** Given task **
Reproduce each of the items below verbatim, leaving out the pictures.

________

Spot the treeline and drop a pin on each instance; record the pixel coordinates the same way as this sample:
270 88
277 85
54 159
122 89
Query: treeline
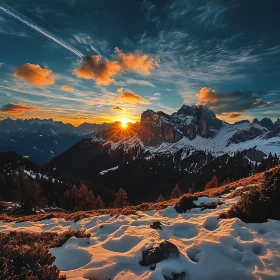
27 191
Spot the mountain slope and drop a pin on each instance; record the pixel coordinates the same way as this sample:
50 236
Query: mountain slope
203 246
41 140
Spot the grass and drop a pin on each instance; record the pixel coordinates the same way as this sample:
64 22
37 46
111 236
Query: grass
25 256
260 202
256 179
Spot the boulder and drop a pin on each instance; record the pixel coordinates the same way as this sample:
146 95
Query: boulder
158 253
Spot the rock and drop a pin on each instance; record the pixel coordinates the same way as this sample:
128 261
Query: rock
185 204
189 121
156 225
244 135
163 251
176 276
267 123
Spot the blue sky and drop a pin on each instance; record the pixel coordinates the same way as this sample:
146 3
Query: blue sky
97 61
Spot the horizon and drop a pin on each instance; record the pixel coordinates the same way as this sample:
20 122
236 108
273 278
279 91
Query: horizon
274 120
97 62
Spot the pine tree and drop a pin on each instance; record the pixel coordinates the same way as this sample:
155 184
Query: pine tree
213 183
160 198
121 199
100 202
83 198
176 192
92 201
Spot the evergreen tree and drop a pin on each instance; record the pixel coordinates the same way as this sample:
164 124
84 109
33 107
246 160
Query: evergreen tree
100 202
176 192
160 198
121 199
213 183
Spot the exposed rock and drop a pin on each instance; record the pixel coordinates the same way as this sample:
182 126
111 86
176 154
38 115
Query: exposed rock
163 251
156 225
189 121
249 133
277 123
185 204
176 276
267 123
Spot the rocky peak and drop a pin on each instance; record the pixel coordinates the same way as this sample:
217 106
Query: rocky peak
277 123
267 123
189 121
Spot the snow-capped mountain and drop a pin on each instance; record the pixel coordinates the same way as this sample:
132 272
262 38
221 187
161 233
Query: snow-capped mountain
42 140
164 150
199 128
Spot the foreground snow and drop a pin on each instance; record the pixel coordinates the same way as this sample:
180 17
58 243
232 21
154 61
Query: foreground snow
210 248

________

** Exercise output **
Spot the treeline and drop a pin on each instance; record the pixel coordinates the same way as this sample:
270 88
277 85
54 159
122 89
Query: treeline
27 191
Spot the mountain slope and drop a pin on each instance; record the pixel coordinates the same way as this sample:
50 236
Query: mountain slope
203 246
41 140
Spot the grass and drop a pin on each instance; record the pixel coordinates the same way as this sample:
64 22
37 46
111 236
Query: grass
25 256
260 202
256 179
Spot the boulder and drop a pin on each instance; record the pixel coordinates the same way as this sample:
146 95
Query: boulder
158 253
Spot the rock and drop a pin on each instance; record the pixel coordinates the same way as this sample:
128 261
Query: rock
185 204
189 121
156 225
244 135
163 251
176 276
267 123
Spot the blue sky and drop a pin on each instance; record the pixel coordinates the same way as this sample:
146 3
Query: blue sky
97 61
Spot the horizon and drop a pin on each instance; record the pixel coordinates the same way as this sample:
20 122
236 108
273 278
279 91
Query: horizon
274 120
97 62
Spot the pine tree and drop a pin on each instance; record the pixel coordinates the same way as this sample:
155 184
Query: pine tree
213 183
160 198
121 199
100 202
83 198
176 192
92 201
Spot the evergreen tree and drop a pin on each instance; record the pixel coordinates the same way as this sample:
164 124
84 109
33 107
246 160
Query: evergreen tree
100 202
176 192
160 198
121 199
213 183
Spot the exposed rock and drop a pin on each instance; record the pixel coordinates the same way as this sample:
182 126
111 86
176 154
38 115
Query: exposed rock
163 251
156 225
189 121
249 133
277 123
185 204
176 276
267 123
Spot the rocky peak and drop a pin on each instance; record the pixel coordinates the same way as this sample:
217 106
Query: rocky peak
277 123
267 123
189 121
Spot the snow-capped mountain and drop a pin on each instance; record the pixel coordinates the same way as this sample:
132 272
262 38
221 187
161 233
Query: snow-capped mountain
42 140
164 150
199 128
Spot the foreground snow and drop a pin on each instance; record the pixel coordinates the same way as this sample:
180 17
58 243
232 21
154 61
Query: foreground snow
210 248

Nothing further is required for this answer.